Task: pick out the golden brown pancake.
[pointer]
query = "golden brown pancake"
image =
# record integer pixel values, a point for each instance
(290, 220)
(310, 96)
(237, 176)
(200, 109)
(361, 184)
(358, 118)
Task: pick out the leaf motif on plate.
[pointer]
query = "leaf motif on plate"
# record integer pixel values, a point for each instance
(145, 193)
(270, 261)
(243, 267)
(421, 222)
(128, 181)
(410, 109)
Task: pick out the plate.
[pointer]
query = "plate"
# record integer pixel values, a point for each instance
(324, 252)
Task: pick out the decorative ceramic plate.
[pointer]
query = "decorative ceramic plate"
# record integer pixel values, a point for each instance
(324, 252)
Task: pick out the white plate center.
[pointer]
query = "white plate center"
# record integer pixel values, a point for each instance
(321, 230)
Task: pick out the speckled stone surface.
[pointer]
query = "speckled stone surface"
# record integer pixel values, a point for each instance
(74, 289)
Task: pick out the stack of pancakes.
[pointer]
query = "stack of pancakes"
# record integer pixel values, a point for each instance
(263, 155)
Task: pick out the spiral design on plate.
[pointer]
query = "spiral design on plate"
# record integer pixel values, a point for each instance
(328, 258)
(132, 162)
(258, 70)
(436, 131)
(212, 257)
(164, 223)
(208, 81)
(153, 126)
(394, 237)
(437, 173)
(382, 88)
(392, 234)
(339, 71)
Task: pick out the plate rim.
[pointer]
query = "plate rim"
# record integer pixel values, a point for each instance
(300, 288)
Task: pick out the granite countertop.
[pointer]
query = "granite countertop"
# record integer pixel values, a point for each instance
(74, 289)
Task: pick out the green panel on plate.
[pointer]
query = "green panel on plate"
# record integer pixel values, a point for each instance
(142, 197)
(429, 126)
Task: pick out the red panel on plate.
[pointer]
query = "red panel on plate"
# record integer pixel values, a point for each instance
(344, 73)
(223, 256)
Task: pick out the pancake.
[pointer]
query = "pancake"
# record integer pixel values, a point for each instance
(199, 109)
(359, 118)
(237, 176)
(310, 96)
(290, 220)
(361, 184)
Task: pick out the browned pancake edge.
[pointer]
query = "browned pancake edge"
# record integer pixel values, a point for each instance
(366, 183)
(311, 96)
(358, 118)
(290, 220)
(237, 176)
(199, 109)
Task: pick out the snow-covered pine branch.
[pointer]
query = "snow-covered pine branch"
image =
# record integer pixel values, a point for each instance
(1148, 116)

GOAL —
Set down each entry again, unchanged.

EXERCISE RESULT —
Task: pick out the golden brown pancake.
[pointer]
query = "golden brown pancake"
image =
# record integer pixel values, a point for each instance
(290, 220)
(310, 96)
(237, 176)
(200, 109)
(361, 184)
(358, 118)
Task: pick out the leaf motif on plate.
[pointer]
query = "leaf motif on plate"
# record integer pixel values, a point for each instance
(145, 193)
(270, 261)
(243, 267)
(421, 222)
(128, 181)
(410, 109)
Task: pick out the plate.
[pointer]
query = "plate"
# record integer pixel values, a point for each instance
(324, 252)
Task: pick out the decorative ceramic plate.
[pointer]
query = "decorative ceramic plate"
# record integer pixel values, a point for each instance
(324, 252)
Task: pick out the white plate center.
[pointer]
query = "white plate center"
# record integer pixel values, a point for each instance
(321, 230)
Task: pick out the speckled stone surface.
[pointer]
query = "speckled stone surface"
# record integer pixel values, a point for each instance
(74, 289)
Task: pick out the stack of pancakes.
[pointer]
query = "stack of pancakes"
# record integer pixel values, a point for each instance
(263, 155)
Task: pick out the spiral design on plate.
[pointer]
query = "spiral design on plate"
# record integer pixel values, a point for each instance
(328, 258)
(132, 162)
(258, 70)
(436, 131)
(212, 257)
(164, 223)
(208, 81)
(153, 126)
(394, 237)
(437, 173)
(382, 88)
(392, 234)
(339, 71)
Task: pick out the plate rim.
[pointer]
query = "plate rim"
# record integer pixel values, a point for each instance
(300, 288)
Task: pick out the granite countertop.
[pointer]
query = "granite countertop"
# record integer pixel values, a point for each instance
(74, 289)
Task: pick out the green panel on plate.
[pointer]
query = "green panel on plate"
# record integer pixel values, a point for each instance
(142, 197)
(429, 126)
Task: pick out the red panel on plate.
[pointer]
query = "red panel on plate"
# record integer pixel values, a point for each instance
(344, 73)
(223, 256)
Task: pick out the pancake.
[pointer]
query = "pancake"
# record integer pixel values, a point for each instance
(199, 109)
(359, 118)
(237, 176)
(310, 96)
(290, 220)
(361, 184)
Task: pick out the browned pancake edge.
[pointer]
query = "browned pancake edge"
# record integer pixel values, a point for each instance
(366, 183)
(311, 96)
(358, 118)
(290, 220)
(237, 176)
(199, 109)
Task: pick out the snow-covered pine branch.
[pointer]
query = "snow-covered pine branch"
image =
# record integer pixel values, a point for each instance
(1148, 116)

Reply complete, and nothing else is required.